Description of the task:
Shift every vertex coordinate in the polygon answers by -137, restating everything from the start of the material through the line containing "141], [201, 123]]", that line included, with the requests and other lines copied unchanged.
---
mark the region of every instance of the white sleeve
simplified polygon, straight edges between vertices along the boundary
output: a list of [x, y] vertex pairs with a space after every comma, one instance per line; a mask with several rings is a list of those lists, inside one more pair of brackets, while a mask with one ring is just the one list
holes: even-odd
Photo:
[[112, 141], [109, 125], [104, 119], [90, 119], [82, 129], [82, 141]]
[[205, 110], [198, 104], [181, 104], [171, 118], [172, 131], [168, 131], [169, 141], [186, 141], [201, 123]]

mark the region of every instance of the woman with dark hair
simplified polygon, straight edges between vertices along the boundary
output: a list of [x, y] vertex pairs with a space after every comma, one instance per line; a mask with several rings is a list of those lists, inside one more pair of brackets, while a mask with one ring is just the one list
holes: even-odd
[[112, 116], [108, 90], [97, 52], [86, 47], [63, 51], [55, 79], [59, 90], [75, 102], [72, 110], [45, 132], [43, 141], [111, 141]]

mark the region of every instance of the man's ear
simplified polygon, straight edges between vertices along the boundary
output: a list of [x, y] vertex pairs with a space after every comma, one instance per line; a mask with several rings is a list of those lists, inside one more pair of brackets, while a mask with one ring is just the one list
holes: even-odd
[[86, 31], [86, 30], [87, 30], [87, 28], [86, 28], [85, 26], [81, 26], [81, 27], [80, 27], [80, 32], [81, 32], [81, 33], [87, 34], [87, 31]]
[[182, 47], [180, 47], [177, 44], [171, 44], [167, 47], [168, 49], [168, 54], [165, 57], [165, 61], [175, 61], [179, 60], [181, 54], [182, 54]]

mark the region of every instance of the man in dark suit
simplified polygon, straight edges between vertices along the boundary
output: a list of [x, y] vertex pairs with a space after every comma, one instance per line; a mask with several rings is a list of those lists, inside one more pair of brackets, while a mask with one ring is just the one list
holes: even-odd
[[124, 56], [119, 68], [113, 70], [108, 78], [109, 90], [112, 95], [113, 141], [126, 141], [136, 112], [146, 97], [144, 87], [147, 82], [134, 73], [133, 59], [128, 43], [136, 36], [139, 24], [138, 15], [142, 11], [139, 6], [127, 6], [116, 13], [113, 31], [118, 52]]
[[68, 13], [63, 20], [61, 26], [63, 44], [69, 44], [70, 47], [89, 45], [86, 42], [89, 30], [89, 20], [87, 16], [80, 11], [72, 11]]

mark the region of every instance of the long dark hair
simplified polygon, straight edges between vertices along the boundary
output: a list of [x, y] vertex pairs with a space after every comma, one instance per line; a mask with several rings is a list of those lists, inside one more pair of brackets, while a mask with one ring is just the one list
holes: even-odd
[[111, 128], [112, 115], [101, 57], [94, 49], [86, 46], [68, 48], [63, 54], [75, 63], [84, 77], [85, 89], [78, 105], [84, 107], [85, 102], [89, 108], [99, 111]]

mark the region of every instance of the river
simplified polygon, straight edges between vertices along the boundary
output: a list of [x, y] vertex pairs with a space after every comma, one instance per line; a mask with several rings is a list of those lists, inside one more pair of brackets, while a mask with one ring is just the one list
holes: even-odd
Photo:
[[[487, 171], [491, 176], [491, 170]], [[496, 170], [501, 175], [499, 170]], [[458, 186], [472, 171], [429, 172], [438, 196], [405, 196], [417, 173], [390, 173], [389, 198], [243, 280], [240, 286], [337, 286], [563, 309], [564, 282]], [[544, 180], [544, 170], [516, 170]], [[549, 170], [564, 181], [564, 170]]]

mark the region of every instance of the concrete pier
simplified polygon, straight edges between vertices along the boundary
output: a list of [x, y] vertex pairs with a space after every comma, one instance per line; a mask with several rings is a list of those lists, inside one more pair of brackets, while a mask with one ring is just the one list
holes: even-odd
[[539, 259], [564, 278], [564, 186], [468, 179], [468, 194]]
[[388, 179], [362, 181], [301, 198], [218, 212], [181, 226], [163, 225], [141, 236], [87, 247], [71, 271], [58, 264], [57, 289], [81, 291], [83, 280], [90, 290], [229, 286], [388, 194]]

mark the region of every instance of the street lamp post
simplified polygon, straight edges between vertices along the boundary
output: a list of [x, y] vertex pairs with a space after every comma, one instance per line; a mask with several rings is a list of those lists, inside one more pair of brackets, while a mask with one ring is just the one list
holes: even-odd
---
Solution to the problem:
mark the region of every instance of the white sleeve
simplified polygon, straight edges between vertices along the boundary
output: a list of [x, y] vertex pairs with a space after every comma, one instance per line; a mask with several rings is a list of those lists, inside one more pair of brackets, while a mask with one ring is just the one list
holes: even-odd
Photo:
[[-25, 4], [-28, -12], [-33, -18], [-47, -18], [-55, -8], [-55, 4]]
[[68, -27], [61, -33], [44, -33], [34, -19], [35, -6], [31, -6], [32, 4], [49, 4], [64, -14]]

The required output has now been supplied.